[Work order]: Repeat the entries exactly as they are written.

[Data to use]:
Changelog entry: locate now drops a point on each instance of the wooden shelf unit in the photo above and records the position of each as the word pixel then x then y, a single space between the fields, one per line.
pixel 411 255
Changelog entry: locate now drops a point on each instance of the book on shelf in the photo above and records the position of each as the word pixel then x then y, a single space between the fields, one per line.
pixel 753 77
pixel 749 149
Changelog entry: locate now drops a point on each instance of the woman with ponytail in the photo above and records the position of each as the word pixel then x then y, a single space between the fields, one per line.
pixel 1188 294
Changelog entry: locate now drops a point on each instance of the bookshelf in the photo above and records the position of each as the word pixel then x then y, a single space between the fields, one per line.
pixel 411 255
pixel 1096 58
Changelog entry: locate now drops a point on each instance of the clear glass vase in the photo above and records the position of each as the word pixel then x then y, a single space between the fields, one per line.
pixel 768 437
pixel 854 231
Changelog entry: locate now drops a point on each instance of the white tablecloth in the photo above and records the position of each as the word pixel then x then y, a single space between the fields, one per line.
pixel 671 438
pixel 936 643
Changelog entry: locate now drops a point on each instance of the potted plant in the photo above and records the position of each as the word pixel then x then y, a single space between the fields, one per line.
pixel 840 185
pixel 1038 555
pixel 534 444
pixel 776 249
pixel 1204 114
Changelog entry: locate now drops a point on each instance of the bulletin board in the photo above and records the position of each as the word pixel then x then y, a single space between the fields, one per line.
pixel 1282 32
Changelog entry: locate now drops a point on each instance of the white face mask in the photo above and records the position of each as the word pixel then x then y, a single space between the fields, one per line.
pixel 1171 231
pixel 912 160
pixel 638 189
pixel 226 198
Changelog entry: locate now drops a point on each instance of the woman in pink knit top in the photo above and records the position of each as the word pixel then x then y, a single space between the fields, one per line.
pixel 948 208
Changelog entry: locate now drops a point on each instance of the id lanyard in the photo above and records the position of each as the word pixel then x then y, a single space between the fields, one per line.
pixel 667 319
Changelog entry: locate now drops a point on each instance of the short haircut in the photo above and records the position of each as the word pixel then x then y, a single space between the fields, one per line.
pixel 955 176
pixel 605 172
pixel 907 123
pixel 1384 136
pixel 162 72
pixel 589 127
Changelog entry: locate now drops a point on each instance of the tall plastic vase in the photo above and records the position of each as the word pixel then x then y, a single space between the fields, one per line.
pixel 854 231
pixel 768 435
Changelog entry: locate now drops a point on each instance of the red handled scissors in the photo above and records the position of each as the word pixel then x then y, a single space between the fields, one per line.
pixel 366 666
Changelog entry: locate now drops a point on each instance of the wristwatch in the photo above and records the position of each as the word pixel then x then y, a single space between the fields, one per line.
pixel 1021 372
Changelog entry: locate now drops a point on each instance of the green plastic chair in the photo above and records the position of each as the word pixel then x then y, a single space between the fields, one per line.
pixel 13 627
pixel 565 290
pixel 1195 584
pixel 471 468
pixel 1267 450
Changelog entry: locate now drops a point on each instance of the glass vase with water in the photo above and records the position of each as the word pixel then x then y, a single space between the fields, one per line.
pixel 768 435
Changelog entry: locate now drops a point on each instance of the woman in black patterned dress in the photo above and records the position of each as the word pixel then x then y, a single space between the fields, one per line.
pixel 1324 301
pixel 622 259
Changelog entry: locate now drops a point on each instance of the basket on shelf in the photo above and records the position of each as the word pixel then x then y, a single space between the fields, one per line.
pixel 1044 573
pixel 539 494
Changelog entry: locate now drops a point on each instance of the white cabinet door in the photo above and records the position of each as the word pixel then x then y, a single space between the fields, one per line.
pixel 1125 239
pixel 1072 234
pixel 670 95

[Written reply]:
Changelog entry: locate now drops a point on each instance of the wooden shelf unit in the photo above and records the position of each as the word pixel then x then y, a single space between the fields, one per line.
pixel 411 255
Changelog entry: locate now drops a point on each instance of the book on shelf in the photo above and records the position of each as the word pixel then x then y, a single space between the fields, one per line.
pixel 753 77
pixel 749 149
Changelog entry: locate now drops a point on each instance of the woman with ponytail in the photo above and records the position of each as the word pixel then x then y, a single space between the fields, one per line.
pixel 1188 294
Changelog entry: locate now drops a point on each instance of the bookshelf in the photo above and records the position of each as the word pixel then x then y, a single space between the fields, one per line.
pixel 411 255
pixel 1096 58
Changelog entry: locate now drops a point on each instance of the clear glass vase in the photo above and records the position of each as the word pixel then x then y, a single space between the fields, one per line.
pixel 768 437
pixel 854 231
Changelog entry: locate now drops a point on each instance of the white tablecloth in the photo above and records the position of each as the word pixel then x then y, a single space between the fields, one per line.
pixel 671 438
pixel 936 643
Changelog entry: locate now drops a point on each instance of the potted plant in the photo above and records the position of each as the word pixel then x then y, a single space between the fields, one per line.
pixel 840 185
pixel 1038 555
pixel 534 444
pixel 776 249
pixel 1204 114
Changelog entry: locate now drops a point on each instance of the bulletin board in the photo above and records the position of each as the word pixel then x then y, a single space between the fields, one per line.
pixel 1282 32
Changelog entry: locate now drops a point on each instance of the white face mask in the photo above and records the position of each as the word pixel then x then y, a single space between the fields, one per line.
pixel 1171 231
pixel 912 160
pixel 638 189
pixel 226 198
Changelog entry: locate now drops a point on each instance of the woman in pink knit top in the photo above and records the position of each as the word pixel then x then y, a single space between the fields, one per line.
pixel 948 208
Changelog entry: locate now drops a point on each instance of the id lanyard in the photo above and records the position of each as the word pixel then x then y, a single space between the fields, one per line.
pixel 667 319
Changelog entry: locate now drops a point on each instance of the short haircut in the photo above and records the position of each as the word pixel then x then y, a single space between the fields, one per line.
pixel 955 176
pixel 605 172
pixel 907 123
pixel 1384 136
pixel 162 72
pixel 589 127
Changelog entry: locate now drops a point on each instance of the tall plastic vase in the photo above and records the position of each as the word pixel then x then y, a single space between the fields, one per line.
pixel 854 231
pixel 768 435
Changelog entry: locate now drops a point on each instance of the red handled scissors in the photo above and records the position of each as the word pixel then x then y, a single space between the fields, one per line.
pixel 366 666
Changelog entry: locate now drops a point on each instance of the wristwatch in the photo above and records the position of each as the word pixel then x then y, a single space between the fields, one per line.
pixel 1021 372
Changelog entry: locate now drops a point on each instance of the green plastic chair in the photo above and records the position of each as the word pixel then x then y, a single space between the fields, one per line.
pixel 13 627
pixel 565 290
pixel 1195 584
pixel 471 468
pixel 1267 450
Changelog entry: locate now drops a point on each instance of the glass vase with water in the photo above and records the position of each as the word pixel then x then y, a single space between the fields, one per line.
pixel 768 435
Changelog entry: locate now drops a point on each instance of the woman in black patterned dress in the photo above and records the position of each as the word pixel then x then y, a single space between the fields, one per line.
pixel 1324 301
pixel 622 259
Changelog entry: locate now drops a point on each instance of the basket on shelf in the photo above and records the position of each as the word pixel then x then y, a single space between the fields, one per line.
pixel 1044 573
pixel 539 494
Changelog entry: locate now drops a point on each instance of the white cabinet door in the photo above and records the position of each as the word pixel then x then y, a single space between the fields, one per line.
pixel 1125 239
pixel 1072 234
pixel 670 95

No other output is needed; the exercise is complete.